BEGIN Page excerpt

Anyone for pizza?

Designing a TEI document type declaration

The T E what?

Originally, a research project within the humanities

Sponsored by ALLC, ACH, ACL

Funded 1990-1994 by US NEH, EU LE Programme et al

Major influences

digital libraries and text collections

language corpora

scholarly datasets

Now an international membership consortium incorporated Jan 2001

Current TEI activity

Preliminary XML version of DTD now available

Text update in progress

Workgroups under consideration

character set issues

manuscript description

modelling

lexica and termbanks

physical description

resource discovery

Membership will vote by end 2001

Who uses TEI?

digital librarians and archivists

HTI, UVA, CETH, OTA...

Language Engineering projects

EAGLES, BNC, MULTEX, ECI, Silfide

academic researchers

Women Writers Project, CURIA Project, VWWP, Orlando, Model Editions Partnership, Canterbury Tales Project, Bodleian Library...

http://www.hcu.ox.ac.uk/TEI/Applications/

Goals of the TEI

better interchange and integration of scholarly data

support for all texts, in all languages, from all periods

guidance for the perplexed: what to encode

assistance for the specialist: how to encode any information of interest

Hence a loose framework into which unpredictable extensions can be fitted

Legacy of the TEI

a way of looking at what “text” really is

a codification of current scholarly practice

(crucially) a set of shared assumptions and priorities about the digital agenda:

focus on content and function (rather than presentation)

generic solutions (rather than application-specific ones)

TEI Deliverables

A set of recommendations for text encoding,

covering both generic text structures and some highly specific areas based on (but not limited by) existing practice

A very large collection of element definitions

combined into a very loose document type declaration

A mechanism for creating multiple views (DTDs) of the foregoing

One such view and associated tutorial: TEI Lite; others exist (e.g. CES, BNC)

The TEI modus operandi...

END Page excerpt
BEGIN Given information

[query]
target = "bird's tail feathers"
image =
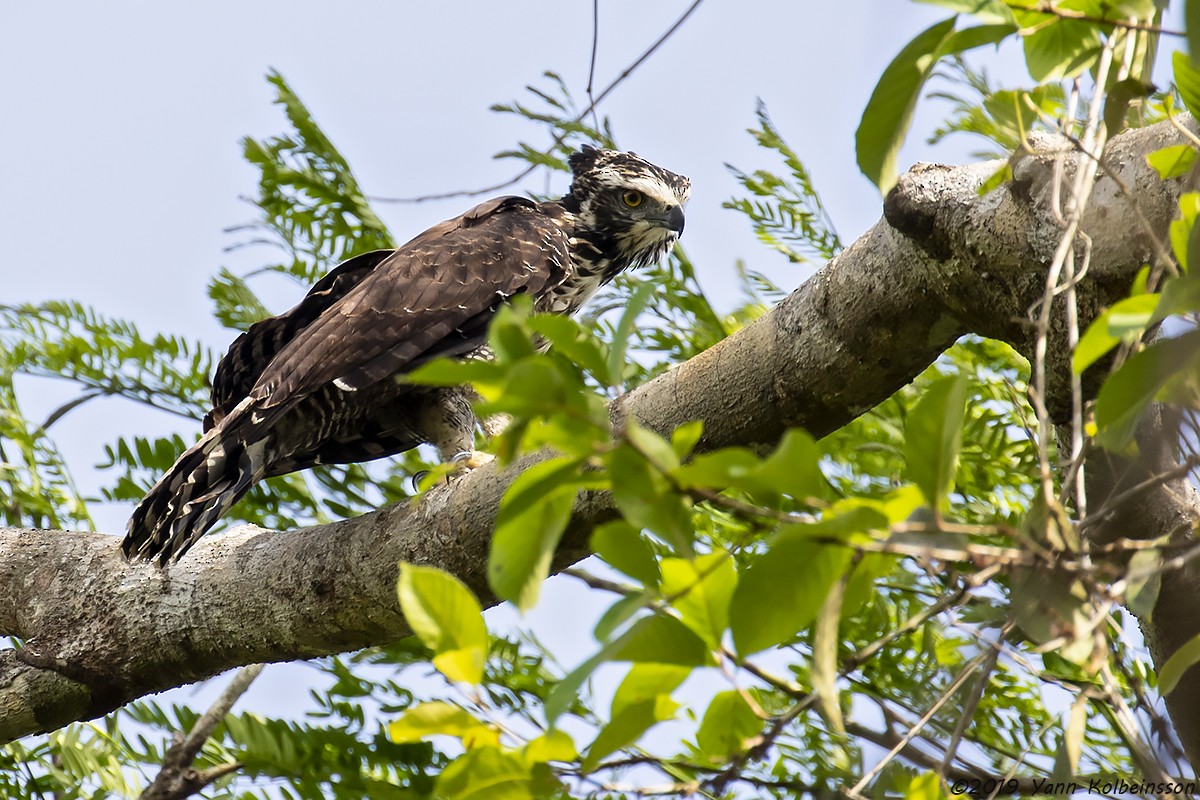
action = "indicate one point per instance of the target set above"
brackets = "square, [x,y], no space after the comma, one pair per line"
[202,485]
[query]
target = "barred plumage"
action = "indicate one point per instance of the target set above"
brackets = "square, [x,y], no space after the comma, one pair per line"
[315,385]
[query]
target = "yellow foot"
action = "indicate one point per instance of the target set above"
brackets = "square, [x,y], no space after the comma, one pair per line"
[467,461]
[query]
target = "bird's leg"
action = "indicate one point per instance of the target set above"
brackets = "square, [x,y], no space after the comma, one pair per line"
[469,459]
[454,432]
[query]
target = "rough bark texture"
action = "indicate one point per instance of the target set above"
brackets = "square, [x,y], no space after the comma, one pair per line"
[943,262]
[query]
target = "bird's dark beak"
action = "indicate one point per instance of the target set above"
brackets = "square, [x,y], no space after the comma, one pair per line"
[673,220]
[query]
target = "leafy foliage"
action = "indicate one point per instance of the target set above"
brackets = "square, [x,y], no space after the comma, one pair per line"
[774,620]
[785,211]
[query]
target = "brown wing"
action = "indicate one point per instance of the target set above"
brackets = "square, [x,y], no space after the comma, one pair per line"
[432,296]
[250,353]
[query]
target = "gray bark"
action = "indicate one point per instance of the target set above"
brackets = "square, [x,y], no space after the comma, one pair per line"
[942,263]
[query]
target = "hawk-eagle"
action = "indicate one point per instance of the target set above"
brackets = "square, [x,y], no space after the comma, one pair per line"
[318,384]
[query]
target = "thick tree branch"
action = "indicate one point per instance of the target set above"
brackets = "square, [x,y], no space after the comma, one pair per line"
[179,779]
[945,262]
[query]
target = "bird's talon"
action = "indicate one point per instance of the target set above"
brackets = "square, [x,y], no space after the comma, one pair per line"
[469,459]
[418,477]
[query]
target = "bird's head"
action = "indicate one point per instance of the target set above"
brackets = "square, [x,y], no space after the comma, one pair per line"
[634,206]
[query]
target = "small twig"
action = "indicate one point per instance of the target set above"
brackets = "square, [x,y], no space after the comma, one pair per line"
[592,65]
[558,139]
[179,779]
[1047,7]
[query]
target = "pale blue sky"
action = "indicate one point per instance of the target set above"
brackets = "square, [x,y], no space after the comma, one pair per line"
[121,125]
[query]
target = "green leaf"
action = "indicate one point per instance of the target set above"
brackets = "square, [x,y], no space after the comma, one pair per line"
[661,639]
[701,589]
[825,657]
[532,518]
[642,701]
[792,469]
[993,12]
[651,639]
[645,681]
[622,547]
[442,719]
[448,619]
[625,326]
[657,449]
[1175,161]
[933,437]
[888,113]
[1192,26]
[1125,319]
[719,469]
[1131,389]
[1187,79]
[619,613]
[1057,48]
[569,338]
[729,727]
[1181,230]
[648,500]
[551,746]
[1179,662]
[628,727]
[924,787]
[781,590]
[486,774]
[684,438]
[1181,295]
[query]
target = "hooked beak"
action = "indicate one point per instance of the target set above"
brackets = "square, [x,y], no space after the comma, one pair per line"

END Given information

■ Given exercise 1 ■
From the TEI overview, return the passage that opens with the words containing "HTI, UVA, CETH, OTA..." and closes with "Project, Bodleian Library...".
■ Given exercise 2 ■
Answer these questions from the TEI overview.
(a) In what month and year was the TEI incorporated as an international membership consortium?
(b) Which three bodies sponsored the original research project?
(c) Which view of the DTDs comes with an associated tutorial?
■ Given exercise 3 ■
For each statement, decide whether the TEI overview supports it. Answer yes or no, and quote the words from the overview that decide it.
(a) The TEI was funded from 1990 to 1994.
(b) A final XML version of the DTD is now available.
(c) The TEI favors application-specific solutions over generic ones.

■ Exercise answer 1 ■
HTI, UVA, CETH, OTA...

Language Engineering projects

EAGLES, BNC, MULTEX, ECI, Silfide

academic researchers

Women Writers Project, CURIA Project, VWWP, Orlando, Model Editions Partnership, Canterbury Tales Project, Bodleian Library...

■ Exercise answer 2 ■
(a) January 2001
(b) ALLC, ACH and ACL
(c) TEI Lite

■ Exercise answer 3 ■
(a) Yes: "Funded 1990-1994 by US NEH, EU LE Programme et al"
(b) No: "Preliminary XML version of DTD now available"
(c) No: "generic solutions (rather than application-specific ones)"